--- Begin Data for this exercise ---
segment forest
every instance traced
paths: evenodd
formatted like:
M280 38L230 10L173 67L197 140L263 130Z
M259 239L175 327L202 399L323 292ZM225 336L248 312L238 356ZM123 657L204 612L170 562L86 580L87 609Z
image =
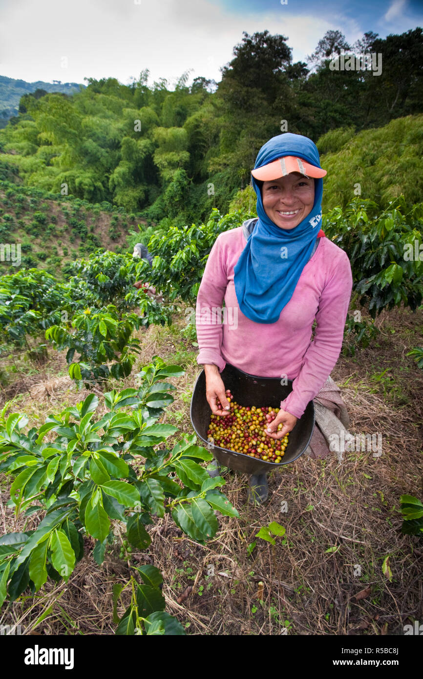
--- End Data for this exercise ---
(Short task) Output the data as a Markdown table with columns n and Line, giving each non-blank line its own row and a row number. Keep the pictures out of the answer.

(The completed task)
| n | Line |
|---|---|
| 1 | segment forest |
| 2 | every instance traced |
| 3 | paths: evenodd |
| 4 | formatted like: |
| 5 | M280 38L230 10L173 67L197 140L263 130Z |
| 6 | M259 239L175 327L202 399L323 292ZM225 336L248 312L238 356ZM123 657L204 612L170 562L86 580L87 609Z |
| 7 | image = |